## Task to carry out
Once the line containing "Keypoint placement rule: for each instance of the girl in white" is found, copy it and each subsequent line exactly. Stop at the end of the records below.

## Records for processing
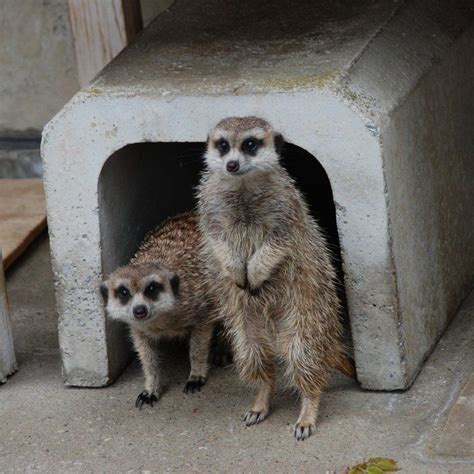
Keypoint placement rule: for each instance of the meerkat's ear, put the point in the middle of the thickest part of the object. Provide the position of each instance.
(279, 141)
(174, 282)
(104, 291)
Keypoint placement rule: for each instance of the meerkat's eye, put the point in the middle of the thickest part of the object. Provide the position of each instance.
(250, 145)
(223, 146)
(123, 294)
(152, 289)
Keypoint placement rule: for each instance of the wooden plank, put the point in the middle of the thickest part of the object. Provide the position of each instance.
(7, 354)
(22, 215)
(101, 29)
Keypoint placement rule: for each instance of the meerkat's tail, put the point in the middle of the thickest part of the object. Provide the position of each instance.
(346, 366)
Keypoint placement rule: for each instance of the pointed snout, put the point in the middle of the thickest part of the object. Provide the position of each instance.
(140, 311)
(232, 166)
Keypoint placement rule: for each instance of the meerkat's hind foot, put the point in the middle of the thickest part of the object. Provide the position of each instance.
(194, 383)
(303, 431)
(146, 398)
(254, 417)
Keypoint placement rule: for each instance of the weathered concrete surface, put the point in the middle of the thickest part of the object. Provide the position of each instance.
(456, 439)
(344, 81)
(20, 159)
(47, 427)
(38, 72)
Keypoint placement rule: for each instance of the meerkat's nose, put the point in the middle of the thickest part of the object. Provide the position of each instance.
(233, 166)
(140, 311)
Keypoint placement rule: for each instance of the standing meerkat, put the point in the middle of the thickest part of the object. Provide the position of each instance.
(271, 267)
(162, 293)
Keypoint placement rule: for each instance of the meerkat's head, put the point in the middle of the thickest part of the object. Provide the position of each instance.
(240, 145)
(138, 293)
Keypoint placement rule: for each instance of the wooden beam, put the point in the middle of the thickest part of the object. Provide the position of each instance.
(101, 29)
(7, 354)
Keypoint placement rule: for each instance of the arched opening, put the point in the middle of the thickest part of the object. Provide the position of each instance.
(142, 184)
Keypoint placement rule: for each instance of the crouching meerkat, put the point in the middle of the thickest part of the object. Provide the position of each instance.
(271, 267)
(162, 293)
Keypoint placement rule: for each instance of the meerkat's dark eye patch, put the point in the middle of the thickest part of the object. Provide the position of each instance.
(123, 294)
(222, 146)
(251, 145)
(153, 289)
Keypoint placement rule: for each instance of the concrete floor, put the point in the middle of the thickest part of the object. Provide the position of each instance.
(45, 426)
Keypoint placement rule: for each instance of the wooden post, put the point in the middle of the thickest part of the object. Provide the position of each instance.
(7, 354)
(101, 29)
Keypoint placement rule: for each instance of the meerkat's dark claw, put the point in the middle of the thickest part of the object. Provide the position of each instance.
(254, 417)
(145, 398)
(303, 432)
(194, 384)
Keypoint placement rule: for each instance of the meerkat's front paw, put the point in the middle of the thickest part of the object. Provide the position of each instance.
(303, 431)
(254, 417)
(146, 398)
(194, 384)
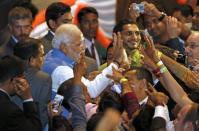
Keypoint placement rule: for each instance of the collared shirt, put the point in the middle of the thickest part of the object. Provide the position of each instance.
(4, 92)
(56, 63)
(88, 44)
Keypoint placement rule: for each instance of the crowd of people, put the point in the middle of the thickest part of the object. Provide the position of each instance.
(147, 79)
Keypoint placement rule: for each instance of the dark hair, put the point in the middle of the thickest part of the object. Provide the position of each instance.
(119, 26)
(94, 121)
(61, 122)
(110, 99)
(19, 13)
(185, 10)
(27, 48)
(29, 5)
(11, 66)
(84, 11)
(56, 10)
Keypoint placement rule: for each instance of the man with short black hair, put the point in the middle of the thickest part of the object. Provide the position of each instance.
(56, 14)
(20, 25)
(88, 24)
(13, 82)
(32, 52)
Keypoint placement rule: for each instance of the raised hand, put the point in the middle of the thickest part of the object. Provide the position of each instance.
(117, 48)
(173, 28)
(133, 13)
(116, 76)
(158, 98)
(151, 10)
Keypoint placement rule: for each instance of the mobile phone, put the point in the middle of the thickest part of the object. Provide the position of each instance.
(138, 7)
(57, 102)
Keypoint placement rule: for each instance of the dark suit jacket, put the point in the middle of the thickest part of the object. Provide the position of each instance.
(7, 47)
(12, 118)
(47, 42)
(40, 84)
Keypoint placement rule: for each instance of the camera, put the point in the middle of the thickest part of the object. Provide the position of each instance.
(57, 102)
(182, 58)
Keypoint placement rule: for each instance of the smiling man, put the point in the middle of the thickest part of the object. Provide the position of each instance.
(19, 22)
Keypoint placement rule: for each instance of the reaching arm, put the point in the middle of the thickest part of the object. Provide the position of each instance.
(183, 73)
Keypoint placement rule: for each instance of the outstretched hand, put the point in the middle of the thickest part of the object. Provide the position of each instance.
(117, 48)
(116, 75)
(158, 98)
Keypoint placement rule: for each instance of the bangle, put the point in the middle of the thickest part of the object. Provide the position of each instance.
(163, 70)
(116, 62)
(157, 72)
(159, 54)
(162, 16)
(123, 79)
(160, 63)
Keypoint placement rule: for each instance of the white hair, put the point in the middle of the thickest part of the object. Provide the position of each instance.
(66, 34)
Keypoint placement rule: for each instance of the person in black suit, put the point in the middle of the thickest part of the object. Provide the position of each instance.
(12, 82)
(56, 14)
(19, 23)
(32, 51)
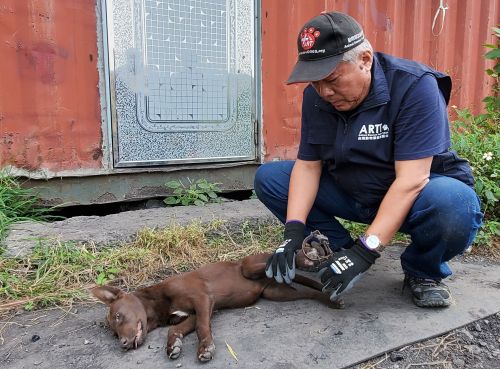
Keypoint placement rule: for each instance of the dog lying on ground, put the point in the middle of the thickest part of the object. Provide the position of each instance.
(187, 301)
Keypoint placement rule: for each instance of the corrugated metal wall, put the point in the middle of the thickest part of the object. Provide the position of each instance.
(399, 27)
(50, 115)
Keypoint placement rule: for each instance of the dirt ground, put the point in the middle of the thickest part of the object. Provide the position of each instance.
(475, 346)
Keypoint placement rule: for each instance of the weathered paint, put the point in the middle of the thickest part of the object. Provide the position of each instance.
(50, 115)
(399, 27)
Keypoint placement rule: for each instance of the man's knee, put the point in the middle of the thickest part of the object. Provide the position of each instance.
(453, 206)
(269, 175)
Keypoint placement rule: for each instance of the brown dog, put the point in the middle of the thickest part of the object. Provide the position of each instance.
(188, 300)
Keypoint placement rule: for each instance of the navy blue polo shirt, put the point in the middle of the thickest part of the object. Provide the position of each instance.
(403, 117)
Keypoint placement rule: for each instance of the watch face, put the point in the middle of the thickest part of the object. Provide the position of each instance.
(372, 242)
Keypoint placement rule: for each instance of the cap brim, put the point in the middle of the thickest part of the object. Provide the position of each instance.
(313, 70)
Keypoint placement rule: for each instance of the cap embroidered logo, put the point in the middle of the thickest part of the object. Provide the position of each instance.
(308, 38)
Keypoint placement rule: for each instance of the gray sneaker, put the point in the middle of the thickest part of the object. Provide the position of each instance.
(428, 292)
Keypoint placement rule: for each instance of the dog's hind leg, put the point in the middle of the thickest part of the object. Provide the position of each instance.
(176, 333)
(295, 291)
(204, 310)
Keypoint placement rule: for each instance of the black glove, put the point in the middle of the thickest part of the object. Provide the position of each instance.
(346, 268)
(281, 265)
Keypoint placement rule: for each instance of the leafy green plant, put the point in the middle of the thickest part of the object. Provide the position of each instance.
(477, 138)
(18, 204)
(105, 274)
(199, 192)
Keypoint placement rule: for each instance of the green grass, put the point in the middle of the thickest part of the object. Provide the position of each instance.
(60, 274)
(18, 204)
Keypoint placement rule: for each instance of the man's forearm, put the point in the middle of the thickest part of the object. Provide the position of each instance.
(304, 183)
(394, 208)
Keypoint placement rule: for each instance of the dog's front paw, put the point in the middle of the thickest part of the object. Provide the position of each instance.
(174, 349)
(206, 352)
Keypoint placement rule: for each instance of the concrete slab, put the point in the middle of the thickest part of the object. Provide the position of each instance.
(301, 334)
(122, 227)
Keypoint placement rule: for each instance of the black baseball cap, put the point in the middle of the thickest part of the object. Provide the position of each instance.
(321, 43)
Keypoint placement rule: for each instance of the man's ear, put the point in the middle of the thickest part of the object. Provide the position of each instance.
(366, 59)
(106, 294)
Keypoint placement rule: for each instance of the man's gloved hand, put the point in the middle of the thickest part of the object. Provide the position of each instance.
(281, 265)
(346, 268)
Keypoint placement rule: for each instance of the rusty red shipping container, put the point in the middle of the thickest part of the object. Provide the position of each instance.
(52, 122)
(399, 27)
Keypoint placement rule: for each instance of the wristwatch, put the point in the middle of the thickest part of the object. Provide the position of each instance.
(372, 242)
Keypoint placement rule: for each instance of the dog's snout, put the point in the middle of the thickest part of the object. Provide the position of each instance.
(124, 342)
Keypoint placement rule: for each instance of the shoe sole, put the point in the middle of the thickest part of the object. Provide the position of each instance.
(432, 303)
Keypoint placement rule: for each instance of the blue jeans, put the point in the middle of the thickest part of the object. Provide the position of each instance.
(442, 222)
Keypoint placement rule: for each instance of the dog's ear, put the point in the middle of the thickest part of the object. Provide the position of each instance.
(106, 294)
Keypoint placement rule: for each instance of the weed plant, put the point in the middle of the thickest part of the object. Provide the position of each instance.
(61, 273)
(199, 192)
(18, 204)
(477, 138)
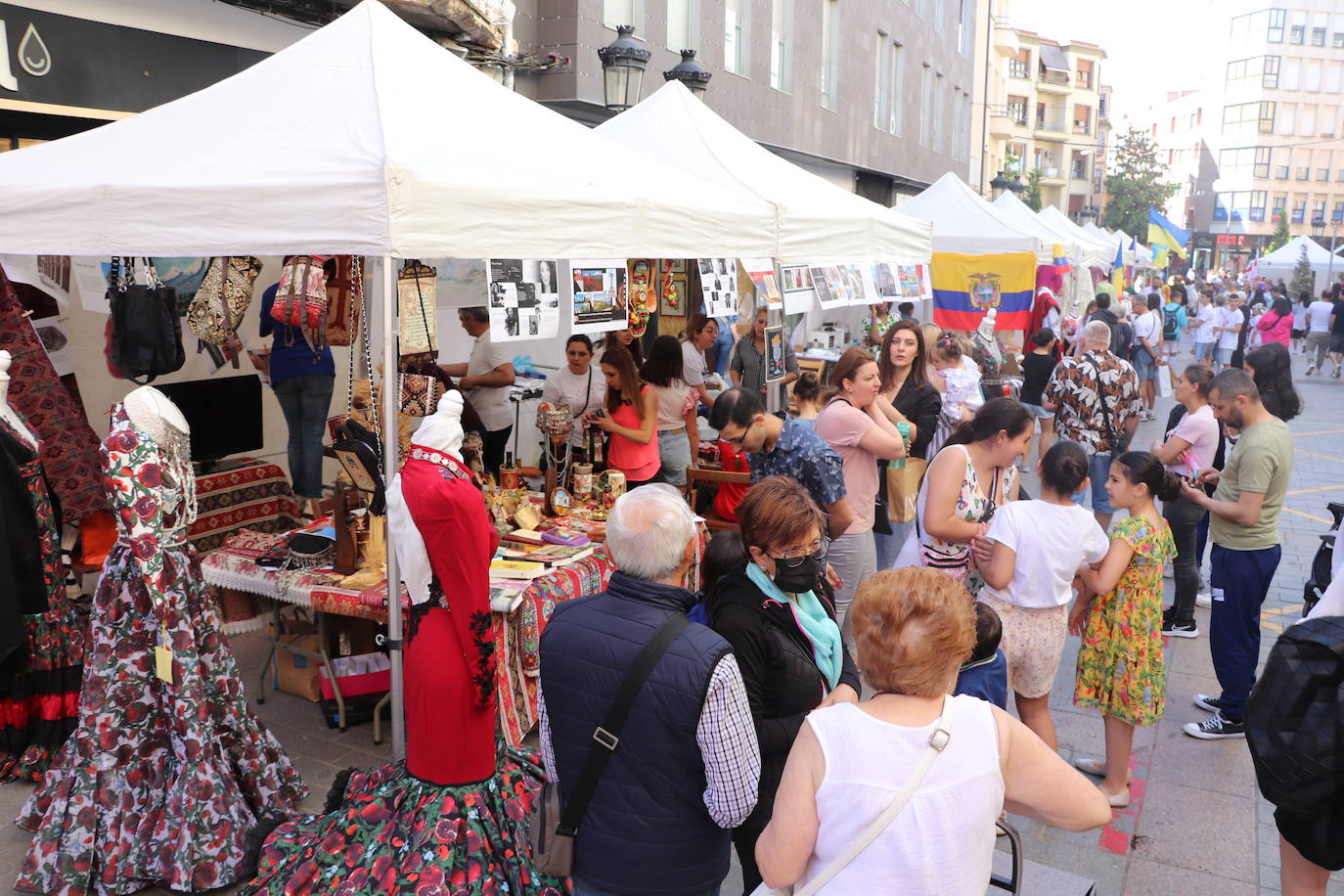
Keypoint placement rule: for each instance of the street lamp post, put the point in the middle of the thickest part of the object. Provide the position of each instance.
(690, 72)
(622, 68)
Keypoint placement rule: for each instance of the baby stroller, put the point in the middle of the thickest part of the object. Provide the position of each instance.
(1322, 563)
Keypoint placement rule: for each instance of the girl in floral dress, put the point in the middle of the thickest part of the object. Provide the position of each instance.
(1121, 670)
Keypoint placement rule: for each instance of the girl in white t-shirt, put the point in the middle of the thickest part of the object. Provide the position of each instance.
(1038, 548)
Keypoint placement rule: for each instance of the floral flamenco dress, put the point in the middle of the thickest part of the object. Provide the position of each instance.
(164, 776)
(452, 819)
(39, 698)
(1121, 669)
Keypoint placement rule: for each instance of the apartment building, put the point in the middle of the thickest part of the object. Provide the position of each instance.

## Solution
Keypoint placement rule: for each instance of the girl in white t-shirt, put the point in the middle of the thickest part of the object. Provide the position of each instance.
(1038, 548)
Keypoint placement rule: for each instance of the floral flamenco dress, put the point in the middle of the thickest part of the object. Provide the position of each instance.
(164, 776)
(452, 819)
(39, 698)
(1121, 669)
Keypoint placement rule: for each instance of the apartment building, put the point in the middle of the thickest part of the object. Provide the position of each instance.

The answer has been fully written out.